### Given text ###
CHICAGO--(BUSINESS WIRE)--Groupon today announced it has acquired Cloud Savings Company, Ltd., parent company of online discount code platform Vouchercloud and brand loyalty provider Giftcloud, at an enterprise value of $65 million.
“We’re pleased to add two great, profitable brands and very talented teams to the Groupon family,” said Groupon CEO Rich Williams. “In Vouchercloud, we’re acquiring one of the most innovative brands in the online discount codes space, which we believe will accelerate our own efforts -- particularly in International -- and broaden our marketplace for consumers. In Giftcloud, we see interesting long-term potential in creating attractive customer loyalty programs with some of the biggest names in retail, as well as with great local merchants.”
For Vouchercloud and Giftcloud, the acquisition represents the opportunity to continue to develop their growing businesses while benefiting from Groupon’s local expertise and significant customer and merchant scale.
“We’re very excited for Vouchercloud and Giftcloud to join the Groupon family. We recognize the potential in combining our expertise in the coupon sector to enhance our offerings for consumers in the UK and beyond,” said Greg Le Tocq, co-founder and director of Cloud Savings Company. “In joining together, we can create even more -- and more effective -- ways for customers to save and businesses to grow. We equally look forward to working with Groupon to grow the Giftcloud business, as we continue to be at the forefront of innovation while the gift card industry moves from plastic to digital.”
Groupon expects the deal to contribute $5 million to $6 million in Adjusted EBITDA in 2018.
###
What to work on:
a: Answer each question from the announcement:
(i) At what enterprise value did Groupon acquire Cloud Savings Company?
(ii) What positions does Greg Le Tocq hold?
(iii) How much Adjusted EBITDA does Groupon expect the deal to contribute in 2018?
b: State whether each statement agrees with the announcement, and support each answer with the exact words that decide it.
(i) Vouchercloud is an online discount code platform.
(ii) Rich Williams is a co-founder of Cloud Savings Company.
(iii) According to Greg Le Tocq, the gift card industry is moving from digital to plastic.
### Data block ###
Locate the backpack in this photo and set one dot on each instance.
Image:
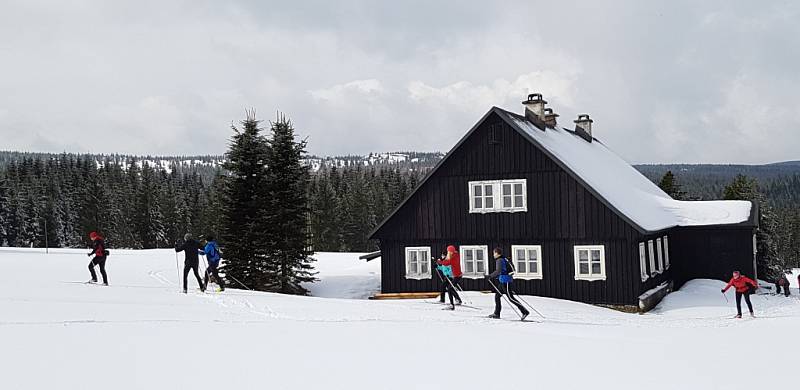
###
Answer set:
a:
(i) $65 million.
(ii) He is co-founder and director of Cloud Savings Company.
(iii) $5 million to $6 million.

b:
(i) Yes: "parent company of online discount code platform Vouchercloud."
(ii) No: "said Groupon CEO Rich Williams."
(iii) No: "the gift card industry moves from plastic to digital."